*EXERCISE PROMPT*:
Write out all of the material again, changing "instance" to "occurrence" wherever it appears and keeping everything else the same.
━━ SUPPLIED DATA
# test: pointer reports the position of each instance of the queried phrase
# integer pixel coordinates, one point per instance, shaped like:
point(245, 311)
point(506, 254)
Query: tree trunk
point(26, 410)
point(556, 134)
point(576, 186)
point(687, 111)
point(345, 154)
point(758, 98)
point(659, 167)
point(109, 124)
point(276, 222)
━━━━
*REPLY*:
# test: pointer reports the position of each occurrence of the queried phrase
# integer pixel coordinates, one point per occurrence, shaped like:
point(245, 311)
point(506, 254)
Query: tree trunk
point(26, 410)
point(556, 134)
point(576, 186)
point(687, 111)
point(345, 154)
point(758, 98)
point(659, 167)
point(109, 124)
point(276, 222)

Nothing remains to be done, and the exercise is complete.